## Set exercise
Recast everything from the line that contains "the man's dark" down to the last of the entries below as a two-column CSV headed instruction and coordinates, one row per entry, with each value in a single quoted field and its line breaks replaced by spaces. Leave the pictures out.

## Recorded data
* Begin *

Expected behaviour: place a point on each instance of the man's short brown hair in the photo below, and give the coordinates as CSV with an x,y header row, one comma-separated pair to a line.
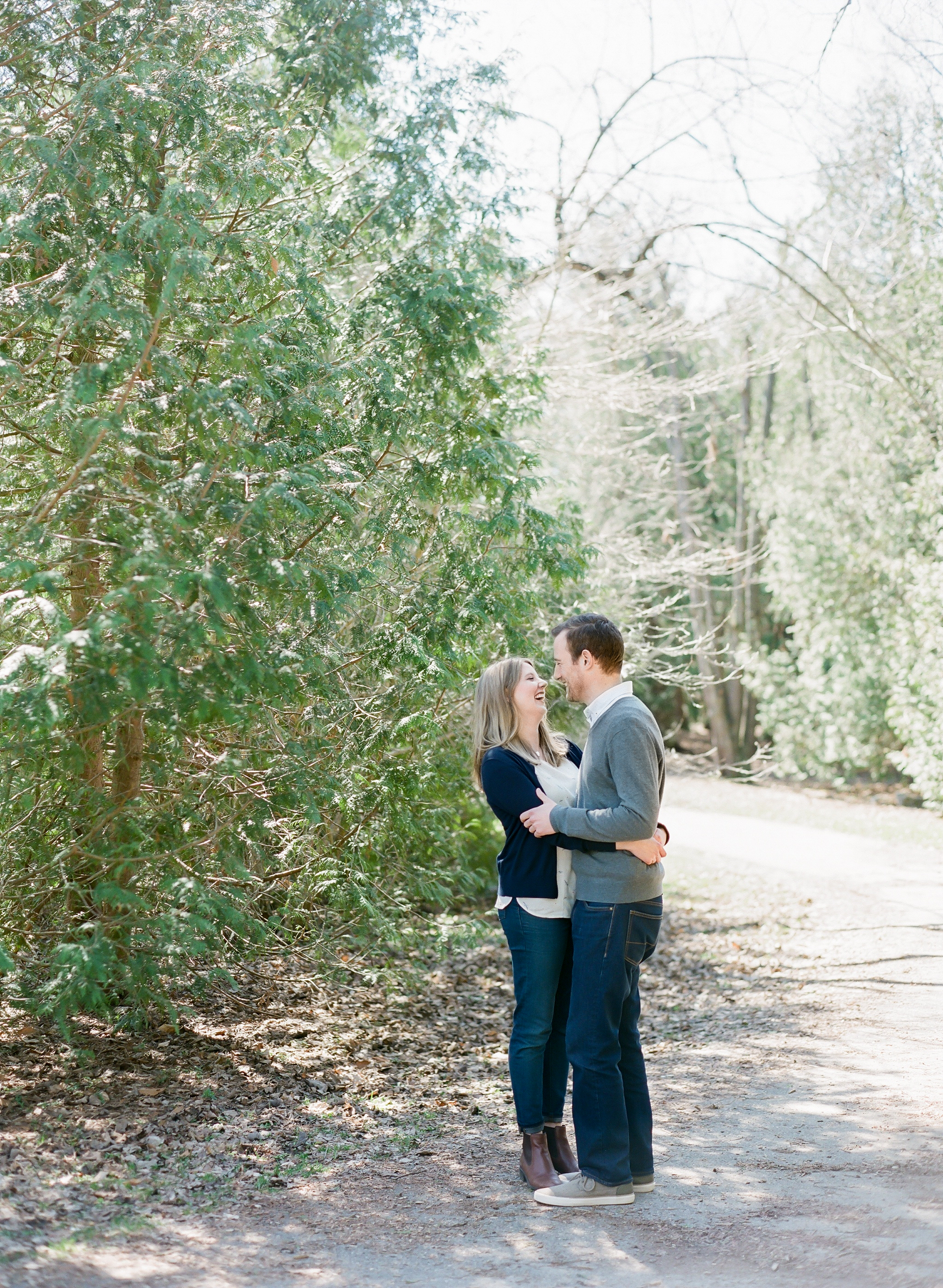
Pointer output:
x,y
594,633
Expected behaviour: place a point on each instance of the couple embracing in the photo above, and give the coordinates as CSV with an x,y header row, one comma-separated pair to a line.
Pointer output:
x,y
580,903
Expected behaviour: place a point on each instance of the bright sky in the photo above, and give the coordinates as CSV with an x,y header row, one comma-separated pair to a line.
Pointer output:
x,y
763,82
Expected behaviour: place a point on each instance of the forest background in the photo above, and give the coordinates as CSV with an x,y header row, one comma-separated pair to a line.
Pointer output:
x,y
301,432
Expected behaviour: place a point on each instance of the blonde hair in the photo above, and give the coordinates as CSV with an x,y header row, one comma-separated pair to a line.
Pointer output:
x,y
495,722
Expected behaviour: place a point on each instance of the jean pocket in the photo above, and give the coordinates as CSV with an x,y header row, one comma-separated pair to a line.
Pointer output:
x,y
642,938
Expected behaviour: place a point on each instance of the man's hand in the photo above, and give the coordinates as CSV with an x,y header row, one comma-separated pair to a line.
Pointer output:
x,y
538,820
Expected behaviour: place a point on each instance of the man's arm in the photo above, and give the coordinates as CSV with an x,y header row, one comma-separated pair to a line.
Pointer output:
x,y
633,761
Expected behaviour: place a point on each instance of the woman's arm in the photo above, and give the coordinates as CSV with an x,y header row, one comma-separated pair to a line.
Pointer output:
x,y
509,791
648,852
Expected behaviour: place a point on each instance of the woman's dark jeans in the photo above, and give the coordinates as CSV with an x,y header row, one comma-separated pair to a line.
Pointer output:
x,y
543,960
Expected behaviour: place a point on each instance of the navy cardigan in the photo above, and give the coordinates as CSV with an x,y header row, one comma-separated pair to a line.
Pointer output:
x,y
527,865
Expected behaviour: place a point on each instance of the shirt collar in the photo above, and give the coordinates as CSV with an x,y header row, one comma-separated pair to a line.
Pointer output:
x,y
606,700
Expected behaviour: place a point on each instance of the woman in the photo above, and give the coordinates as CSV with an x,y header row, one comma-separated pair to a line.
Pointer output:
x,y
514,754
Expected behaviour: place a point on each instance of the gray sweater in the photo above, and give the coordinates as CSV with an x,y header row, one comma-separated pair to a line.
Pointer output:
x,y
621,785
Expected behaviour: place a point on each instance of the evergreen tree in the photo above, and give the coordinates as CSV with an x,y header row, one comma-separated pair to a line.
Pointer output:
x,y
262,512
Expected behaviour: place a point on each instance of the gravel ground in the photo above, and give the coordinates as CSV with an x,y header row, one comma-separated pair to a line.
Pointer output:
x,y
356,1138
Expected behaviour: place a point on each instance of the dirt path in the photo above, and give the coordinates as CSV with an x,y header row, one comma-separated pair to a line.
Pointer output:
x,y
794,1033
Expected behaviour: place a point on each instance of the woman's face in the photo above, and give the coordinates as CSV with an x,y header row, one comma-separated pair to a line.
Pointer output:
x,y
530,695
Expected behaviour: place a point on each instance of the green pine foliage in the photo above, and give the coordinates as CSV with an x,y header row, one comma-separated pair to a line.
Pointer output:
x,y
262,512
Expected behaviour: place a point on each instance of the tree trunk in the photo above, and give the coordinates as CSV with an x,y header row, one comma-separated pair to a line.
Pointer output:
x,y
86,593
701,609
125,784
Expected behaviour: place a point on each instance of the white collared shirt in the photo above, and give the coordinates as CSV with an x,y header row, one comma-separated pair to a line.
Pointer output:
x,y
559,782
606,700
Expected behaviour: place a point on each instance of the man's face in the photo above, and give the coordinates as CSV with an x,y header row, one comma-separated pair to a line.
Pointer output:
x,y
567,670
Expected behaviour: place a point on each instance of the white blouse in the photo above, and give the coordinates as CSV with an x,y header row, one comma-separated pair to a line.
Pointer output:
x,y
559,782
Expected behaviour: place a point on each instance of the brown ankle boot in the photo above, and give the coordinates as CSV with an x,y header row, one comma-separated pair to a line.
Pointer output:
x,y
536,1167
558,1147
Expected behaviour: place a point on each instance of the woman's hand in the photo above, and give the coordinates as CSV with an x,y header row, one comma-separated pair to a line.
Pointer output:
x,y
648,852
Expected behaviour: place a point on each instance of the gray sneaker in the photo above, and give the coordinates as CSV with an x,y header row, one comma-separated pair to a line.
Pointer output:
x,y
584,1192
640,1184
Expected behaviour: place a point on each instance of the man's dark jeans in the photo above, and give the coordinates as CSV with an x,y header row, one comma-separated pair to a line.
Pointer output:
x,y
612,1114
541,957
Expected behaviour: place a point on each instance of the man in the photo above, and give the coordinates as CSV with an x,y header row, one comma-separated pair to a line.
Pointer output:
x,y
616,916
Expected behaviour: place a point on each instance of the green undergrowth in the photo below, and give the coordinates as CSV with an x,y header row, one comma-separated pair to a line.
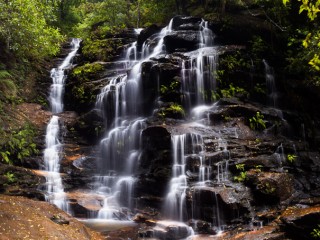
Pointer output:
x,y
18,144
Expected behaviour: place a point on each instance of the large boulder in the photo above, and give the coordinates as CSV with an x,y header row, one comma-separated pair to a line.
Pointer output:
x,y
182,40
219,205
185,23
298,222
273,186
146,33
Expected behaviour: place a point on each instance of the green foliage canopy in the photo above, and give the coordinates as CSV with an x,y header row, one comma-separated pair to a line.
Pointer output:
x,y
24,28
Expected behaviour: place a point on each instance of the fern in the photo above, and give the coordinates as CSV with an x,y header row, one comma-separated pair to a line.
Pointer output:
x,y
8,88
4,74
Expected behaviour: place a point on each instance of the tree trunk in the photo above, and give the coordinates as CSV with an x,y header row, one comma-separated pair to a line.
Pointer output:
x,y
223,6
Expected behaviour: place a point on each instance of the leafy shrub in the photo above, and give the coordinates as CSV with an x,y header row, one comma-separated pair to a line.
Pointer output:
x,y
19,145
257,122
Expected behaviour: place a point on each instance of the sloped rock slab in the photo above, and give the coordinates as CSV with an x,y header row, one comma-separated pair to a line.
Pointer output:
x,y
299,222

* End *

## Reply to the exercise
instruction,coordinates
"Expected behaviour: place a point on each instance of the man's dark jeans in the photo above, and give the coordinates as CSV with an x,y header row, one comma-separated pair to a line. Pointer output:","x,y 612,1114 541,957"
"Expected behaviour: place a point on each instance of the man in the photo above, and give the coordinates as CSV with an x,y header row, one comma-separated pair to a line. Pointer output:","x,y 616,916"
"Expected behaviour: place a point on each instance of the green undergrowth in the photo below, and give the coordinates as CSV with an x,y header row, one comma-separated pair to a line. Pointer output:","x,y 18,144"
"Expected behaviour: place a point on each instance of the large boulder in the photo above, and give the coordinates as CSV with an x,y header row, one comma-separated pair to a line. Pointer output:","x,y 182,40 219,205 185,23 298,222 273,186 146,33"
"Expected behaviour: place a point on each instance of the green foliage canopy in the photo above, and give the coordinates as CSV with an x,y header row, one comma-separated pair to a line. Pointer output:","x,y 24,28"
"Expected behaviour: place a point on each instance of the fern in the photo above, and give the coordinates as CSV with an x,y header row, one comma-separated pair to a line. Pointer output:","x,y 8,88 4,74"
"Expected behaviour: place a point on each instance of the tree trunk in the photo above, and give the coordinates as CSV with an x,y header row, one comma-separated pair to a line. Pointer output:","x,y 223,6"
"Expected behaviour: place a point on each instance of the leafy shrub in the photo above, and give the coordinates as CSV with an x,y header row, one comma-separated pair to a line. Pointer output:","x,y 19,145 257,122"
"Expected behaviour: place a point on each instance of the sloped rock slab in the photo above, and give the coordinates as CSV with an x,y header row, one comma-separated pair to a line. Pointer output:","x,y 299,222"